Please update the records below, replacing every "white sand" with "beach sand" and leaving everything else unchanged.

═══

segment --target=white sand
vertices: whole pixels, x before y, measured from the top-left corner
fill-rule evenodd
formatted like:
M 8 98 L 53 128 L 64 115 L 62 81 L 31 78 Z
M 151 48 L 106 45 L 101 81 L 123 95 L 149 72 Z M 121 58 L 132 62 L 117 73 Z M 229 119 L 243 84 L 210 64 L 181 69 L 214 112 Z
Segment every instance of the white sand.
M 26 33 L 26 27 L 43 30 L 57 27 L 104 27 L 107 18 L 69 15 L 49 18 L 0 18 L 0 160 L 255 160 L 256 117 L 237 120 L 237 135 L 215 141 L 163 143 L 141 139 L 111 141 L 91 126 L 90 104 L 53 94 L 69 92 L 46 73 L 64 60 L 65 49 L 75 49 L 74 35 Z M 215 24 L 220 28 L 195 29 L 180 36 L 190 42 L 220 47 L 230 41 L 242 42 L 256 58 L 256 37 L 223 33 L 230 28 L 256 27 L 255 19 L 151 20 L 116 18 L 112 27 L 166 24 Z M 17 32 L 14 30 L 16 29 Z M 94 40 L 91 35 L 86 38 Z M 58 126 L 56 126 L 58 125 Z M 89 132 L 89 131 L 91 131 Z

═══

Answer for the task
segment --target=beach sand
vertices: whole pixels, x before y, measured from the top-left corner
fill-rule evenodd
formatted like:
M 8 98 L 53 128 L 64 115 L 62 81 L 31 78 Z
M 151 48 L 106 45 L 101 81 L 123 95 L 149 72 Z M 121 58 L 132 62 L 117 73 Z M 229 119 L 243 84 L 210 64 L 181 69 L 214 112 Z
Segment every instance of the beach sand.
M 26 33 L 26 27 L 43 30 L 57 27 L 104 27 L 107 18 L 69 15 L 49 18 L 0 18 L 0 160 L 255 160 L 256 117 L 237 120 L 237 135 L 215 141 L 163 143 L 141 139 L 111 141 L 91 126 L 90 104 L 53 94 L 69 92 L 46 73 L 64 60 L 65 49 L 75 49 L 74 35 Z M 215 24 L 220 28 L 195 29 L 180 36 L 190 42 L 220 47 L 230 41 L 242 42 L 256 58 L 256 37 L 223 33 L 230 28 L 256 27 L 255 19 L 151 20 L 116 18 L 112 27 L 166 24 Z M 17 32 L 14 30 L 16 29 Z M 94 40 L 91 35 L 86 38 Z M 58 126 L 56 126 L 58 125 Z M 89 132 L 89 131 L 91 131 Z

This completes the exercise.